"""
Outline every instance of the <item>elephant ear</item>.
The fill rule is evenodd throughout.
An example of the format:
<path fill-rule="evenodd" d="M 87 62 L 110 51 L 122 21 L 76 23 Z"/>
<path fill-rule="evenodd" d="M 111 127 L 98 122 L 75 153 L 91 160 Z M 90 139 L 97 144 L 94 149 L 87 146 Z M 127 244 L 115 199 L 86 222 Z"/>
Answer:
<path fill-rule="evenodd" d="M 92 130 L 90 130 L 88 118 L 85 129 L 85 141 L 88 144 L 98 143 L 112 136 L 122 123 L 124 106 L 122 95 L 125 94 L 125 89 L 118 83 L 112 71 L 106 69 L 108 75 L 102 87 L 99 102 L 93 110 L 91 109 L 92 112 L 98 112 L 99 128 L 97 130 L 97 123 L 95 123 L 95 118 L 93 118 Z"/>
"""
PROBLEM REQUIREMENTS:
Rewrite all the items above with "elephant ear" replaced by "elephant tusk" and everything else left unchanged.

SOLUTION FOR THIS TASK:
Outline every instance of the <item>elephant tusk</item>.
The fill rule is evenodd throughout.
An example of the format:
<path fill-rule="evenodd" d="M 87 62 L 110 51 L 122 21 L 76 23 Z"/>
<path fill-rule="evenodd" d="M 111 127 L 98 122 L 75 153 L 91 160 Z M 90 139 L 97 144 L 94 149 L 87 146 Z M 127 244 L 115 199 L 86 222 Z"/>
Answer:
<path fill-rule="evenodd" d="M 92 130 L 90 130 L 88 118 L 85 129 L 85 141 L 88 144 L 98 143 L 112 136 L 122 123 L 124 106 L 122 95 L 125 94 L 125 89 L 118 83 L 112 71 L 106 69 L 108 75 L 102 87 L 99 102 L 93 110 L 91 109 L 92 112 L 98 112 L 99 128 L 97 130 L 97 123 L 95 123 L 95 118 L 93 118 Z"/>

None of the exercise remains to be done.